▸ **Using the information**
(1) The passage below is about evaluating a new data system. List the existing data sources it says a business intelligence tool might need to integrate with.
(2) In the passage below about evaluating a new data system, what will any good modern solution have so that it can be connected with others?
(3) Continue the passage below about evaluating a new data system, starting after its last sentence.

▸ **Selected text**
*-*-*

Otherwise you may implement a new platform and then discovering that it is unable to accommodate existing data. It might require extensive additional development to do so. Discovering that during implementation, is not going to contribute to a successful deployment.
Building on where the data is coming from, how will a new system connect to existing data stores? Most replacement solutions won’t need to connect to a predecessor (although this might help with migration). But, a business intelligence tool will need to integrate with existing data sources. These could include CRM, marketing automation or web analytics platforms.
Any good modern solution will have an API to enable it to be connected with others. But, check the one you’re evaluating does and that it has the capabilities necessary.
Depending on the type of solution, its ability to provide appropriate reporting, metrics and analysis is crucial. BI, visualisation and modelling tools provide this functionality. But, check the ability of other systems like CRM, marketing automation and website management. Usually these types of tools have some functionality built-in and often it’s at the more basic end of the spectrum. Will you be able to obtain the analytics you need? Referring back to the integration point, should you consider whether it will be possible to connect a dedicated tool?

*-*-*

▸ **Input data**
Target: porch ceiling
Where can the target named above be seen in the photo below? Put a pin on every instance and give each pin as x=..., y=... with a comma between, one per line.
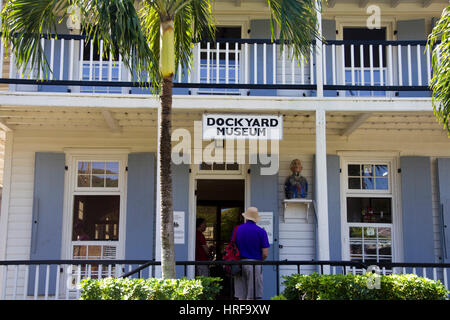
x=116, y=120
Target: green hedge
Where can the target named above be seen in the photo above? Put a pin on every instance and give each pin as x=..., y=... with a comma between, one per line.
x=361, y=287
x=201, y=288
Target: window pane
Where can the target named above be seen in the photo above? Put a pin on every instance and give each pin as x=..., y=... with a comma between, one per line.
x=84, y=181
x=79, y=252
x=218, y=166
x=355, y=232
x=385, y=248
x=384, y=233
x=100, y=218
x=354, y=170
x=94, y=252
x=112, y=181
x=367, y=170
x=370, y=233
x=205, y=166
x=112, y=168
x=98, y=167
x=232, y=166
x=355, y=249
x=369, y=210
x=381, y=184
x=367, y=183
x=98, y=180
x=381, y=170
x=354, y=183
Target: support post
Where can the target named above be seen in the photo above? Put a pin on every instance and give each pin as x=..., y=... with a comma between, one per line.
x=323, y=242
x=319, y=48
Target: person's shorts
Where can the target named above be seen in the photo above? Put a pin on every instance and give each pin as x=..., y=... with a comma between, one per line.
x=243, y=283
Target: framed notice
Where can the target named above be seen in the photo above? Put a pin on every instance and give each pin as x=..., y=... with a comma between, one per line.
x=178, y=227
x=266, y=222
x=242, y=126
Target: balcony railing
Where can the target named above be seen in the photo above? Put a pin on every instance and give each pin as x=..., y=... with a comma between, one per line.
x=238, y=67
x=60, y=279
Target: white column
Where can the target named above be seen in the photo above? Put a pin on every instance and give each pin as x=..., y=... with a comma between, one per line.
x=319, y=48
x=157, y=270
x=321, y=186
x=4, y=217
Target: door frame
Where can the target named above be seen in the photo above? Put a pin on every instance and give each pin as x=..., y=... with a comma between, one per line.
x=197, y=174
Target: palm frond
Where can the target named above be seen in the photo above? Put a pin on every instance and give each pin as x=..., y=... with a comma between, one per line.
x=192, y=20
x=440, y=83
x=23, y=24
x=297, y=24
x=118, y=24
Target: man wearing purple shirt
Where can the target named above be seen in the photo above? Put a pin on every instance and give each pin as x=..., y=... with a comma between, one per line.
x=253, y=245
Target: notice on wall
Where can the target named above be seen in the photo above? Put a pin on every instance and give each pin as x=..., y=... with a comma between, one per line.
x=178, y=227
x=242, y=126
x=266, y=222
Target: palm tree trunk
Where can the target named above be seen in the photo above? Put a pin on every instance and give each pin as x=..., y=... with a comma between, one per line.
x=167, y=229
x=167, y=67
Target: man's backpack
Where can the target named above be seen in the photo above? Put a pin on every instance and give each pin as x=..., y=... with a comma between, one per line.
x=231, y=253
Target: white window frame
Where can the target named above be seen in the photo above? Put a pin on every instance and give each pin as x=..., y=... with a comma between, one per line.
x=71, y=190
x=393, y=193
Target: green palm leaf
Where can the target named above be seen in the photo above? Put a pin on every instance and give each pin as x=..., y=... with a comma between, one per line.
x=440, y=83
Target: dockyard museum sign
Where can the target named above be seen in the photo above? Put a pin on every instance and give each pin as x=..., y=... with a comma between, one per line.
x=242, y=126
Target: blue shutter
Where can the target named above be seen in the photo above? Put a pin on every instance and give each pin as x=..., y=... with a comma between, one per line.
x=140, y=214
x=413, y=30
x=443, y=169
x=46, y=230
x=180, y=194
x=264, y=196
x=334, y=206
x=417, y=216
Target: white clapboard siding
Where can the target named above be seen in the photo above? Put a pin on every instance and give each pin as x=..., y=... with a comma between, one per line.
x=297, y=236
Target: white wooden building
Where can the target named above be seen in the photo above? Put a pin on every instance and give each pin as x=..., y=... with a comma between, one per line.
x=357, y=113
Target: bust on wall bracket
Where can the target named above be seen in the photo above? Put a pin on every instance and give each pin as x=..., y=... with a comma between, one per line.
x=296, y=186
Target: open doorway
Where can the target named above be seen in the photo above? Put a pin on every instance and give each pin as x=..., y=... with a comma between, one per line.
x=221, y=203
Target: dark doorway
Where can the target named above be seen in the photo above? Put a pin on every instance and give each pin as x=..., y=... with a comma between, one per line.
x=221, y=203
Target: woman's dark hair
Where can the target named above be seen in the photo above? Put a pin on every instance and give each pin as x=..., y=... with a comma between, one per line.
x=199, y=222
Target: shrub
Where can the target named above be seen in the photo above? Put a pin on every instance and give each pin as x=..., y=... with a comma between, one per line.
x=201, y=288
x=358, y=287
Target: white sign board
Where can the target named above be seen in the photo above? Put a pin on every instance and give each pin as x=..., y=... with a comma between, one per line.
x=266, y=222
x=178, y=227
x=242, y=126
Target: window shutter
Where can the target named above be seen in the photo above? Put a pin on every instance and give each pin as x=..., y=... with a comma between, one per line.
x=413, y=30
x=417, y=216
x=140, y=214
x=46, y=230
x=334, y=206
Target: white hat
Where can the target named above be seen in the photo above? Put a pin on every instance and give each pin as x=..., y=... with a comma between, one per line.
x=251, y=214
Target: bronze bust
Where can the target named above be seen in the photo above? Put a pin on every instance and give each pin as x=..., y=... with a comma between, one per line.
x=296, y=186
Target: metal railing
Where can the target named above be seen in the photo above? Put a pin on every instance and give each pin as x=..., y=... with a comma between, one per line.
x=236, y=67
x=60, y=279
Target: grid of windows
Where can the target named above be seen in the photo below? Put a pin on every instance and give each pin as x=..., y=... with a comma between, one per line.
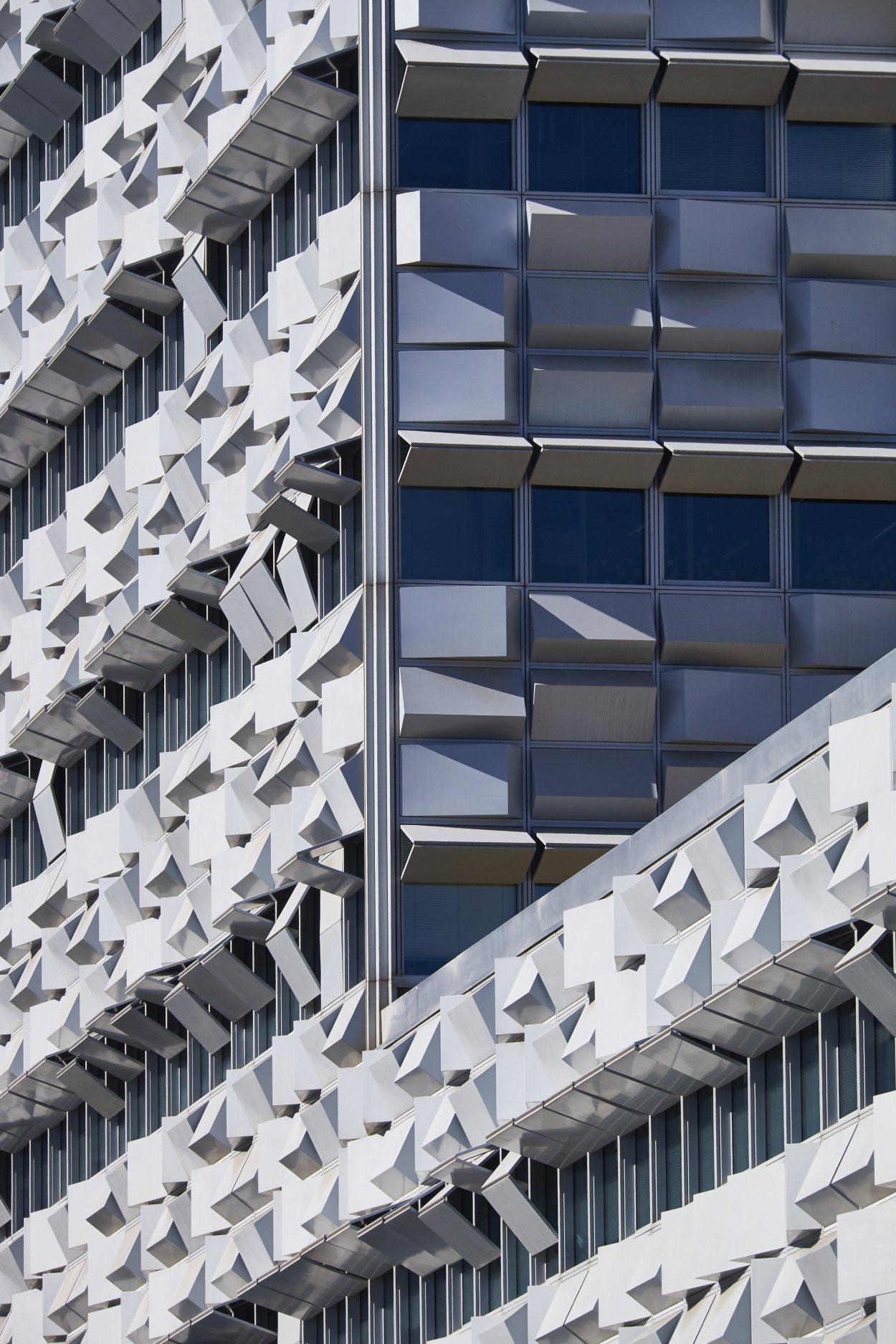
x=596, y=537
x=593, y=148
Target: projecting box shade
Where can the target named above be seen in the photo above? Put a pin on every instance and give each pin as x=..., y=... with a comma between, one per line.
x=725, y=468
x=493, y=462
x=845, y=473
x=464, y=82
x=853, y=90
x=459, y=854
x=604, y=462
x=567, y=852
x=590, y=75
x=722, y=78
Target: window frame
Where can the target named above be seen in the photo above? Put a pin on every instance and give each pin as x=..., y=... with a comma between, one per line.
x=776, y=578
x=525, y=151
x=715, y=193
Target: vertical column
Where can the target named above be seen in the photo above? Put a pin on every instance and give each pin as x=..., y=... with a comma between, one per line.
x=378, y=449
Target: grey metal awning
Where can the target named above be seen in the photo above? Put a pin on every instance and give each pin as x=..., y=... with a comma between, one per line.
x=280, y=135
x=725, y=468
x=591, y=75
x=745, y=78
x=828, y=472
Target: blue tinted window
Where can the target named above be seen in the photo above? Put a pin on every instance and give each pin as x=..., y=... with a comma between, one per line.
x=712, y=148
x=842, y=163
x=438, y=923
x=459, y=535
x=844, y=545
x=574, y=148
x=465, y=155
x=716, y=538
x=587, y=537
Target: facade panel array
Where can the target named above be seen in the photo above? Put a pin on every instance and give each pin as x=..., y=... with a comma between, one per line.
x=437, y=441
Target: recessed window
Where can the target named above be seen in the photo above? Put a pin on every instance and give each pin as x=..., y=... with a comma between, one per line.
x=844, y=545
x=587, y=537
x=457, y=535
x=438, y=923
x=842, y=163
x=716, y=539
x=585, y=148
x=712, y=148
x=464, y=155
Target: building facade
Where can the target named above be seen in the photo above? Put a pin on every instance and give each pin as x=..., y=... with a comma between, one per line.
x=448, y=577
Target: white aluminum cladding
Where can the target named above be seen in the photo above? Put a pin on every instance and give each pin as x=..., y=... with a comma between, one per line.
x=659, y=1104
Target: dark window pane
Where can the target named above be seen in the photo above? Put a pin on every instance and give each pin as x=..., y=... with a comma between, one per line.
x=716, y=538
x=591, y=148
x=847, y=1059
x=465, y=155
x=705, y=1164
x=457, y=535
x=438, y=921
x=844, y=545
x=842, y=161
x=774, y=1104
x=739, y=1124
x=587, y=537
x=712, y=148
x=809, y=1082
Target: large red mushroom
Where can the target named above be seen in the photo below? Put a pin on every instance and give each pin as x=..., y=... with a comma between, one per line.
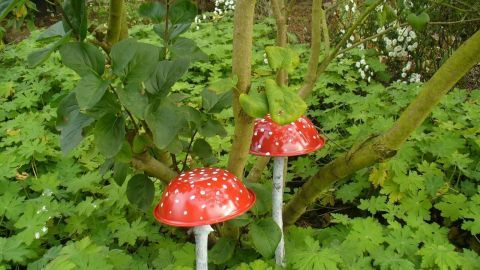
x=271, y=139
x=199, y=198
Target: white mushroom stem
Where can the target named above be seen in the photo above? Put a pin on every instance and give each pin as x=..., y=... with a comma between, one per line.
x=277, y=203
x=201, y=245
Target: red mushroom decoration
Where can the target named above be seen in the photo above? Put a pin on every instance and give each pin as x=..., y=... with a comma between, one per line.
x=271, y=139
x=199, y=198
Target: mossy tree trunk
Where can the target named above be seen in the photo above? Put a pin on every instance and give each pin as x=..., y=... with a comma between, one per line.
x=385, y=146
x=241, y=64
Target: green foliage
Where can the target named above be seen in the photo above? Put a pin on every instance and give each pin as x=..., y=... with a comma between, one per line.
x=265, y=235
x=59, y=211
x=141, y=191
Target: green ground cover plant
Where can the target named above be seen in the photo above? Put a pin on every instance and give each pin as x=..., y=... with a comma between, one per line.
x=60, y=209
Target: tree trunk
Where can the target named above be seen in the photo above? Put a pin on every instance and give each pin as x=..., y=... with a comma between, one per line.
x=115, y=22
x=384, y=146
x=241, y=62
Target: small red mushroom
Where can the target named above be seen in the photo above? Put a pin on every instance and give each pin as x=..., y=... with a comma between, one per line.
x=199, y=198
x=271, y=139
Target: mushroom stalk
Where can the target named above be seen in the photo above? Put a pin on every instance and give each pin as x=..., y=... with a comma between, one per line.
x=277, y=203
x=201, y=248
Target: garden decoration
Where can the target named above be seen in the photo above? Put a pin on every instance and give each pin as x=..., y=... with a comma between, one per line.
x=271, y=139
x=199, y=198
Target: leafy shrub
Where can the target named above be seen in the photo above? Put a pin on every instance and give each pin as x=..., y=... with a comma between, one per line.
x=62, y=211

*-*-*

▸ **Responses by item number**
(1) CRM, marketing automation, web analytics platforms

(2) An API.

(3)
Beyond analytics, what are the data access needs for the new system? This can be thought of as determining who has access to the data? The extent of that access and any ability to download it. Applying granular privileges means that appropriate levels of access can be granted. Given to staff in particular functions, geographies and levels of seniority. Such access can also include whether data can be extracted, which should usually be restricted unless there is a strong business need.
These access privileges in particular are even more pertinent now due to GDPR. Security and access restrictions are a key tenet of that regulation.
5. Data governance
Management of the availability, usability, integrity and security of data throughout its lifecycle. In other words, data governance, has long been held as a crucial element in any successful system deployment. At one point, analyst firm Gartner predicted that more than 50% of CRM deployments suffered limited acceptance, if not outright failure, because of a lack of attention to data quality.
In a sense this overarches all of the data aspects previously discussed. Defining a governance framework should form the bedrock of any system deployment. As Gartner make clear, close attention should be given to data quality (“integrity”). Not only when populating a new system, but on an ongoing basis as well.
Shiny object syndrome is certainly to be avoided. But, building and maintaining a cutting edge marketing technology stack is crucial. Essential to modern marketing success. Inevitably, this is a never-complete undertaking as innovation drives new opportunities and imperatives. Central to this success though is the data that will be at the heart of almost any MarTech solution. It must not be overlooked, regardless of how dull it may seem.
Do you suffer from Shiny Object Syndrome?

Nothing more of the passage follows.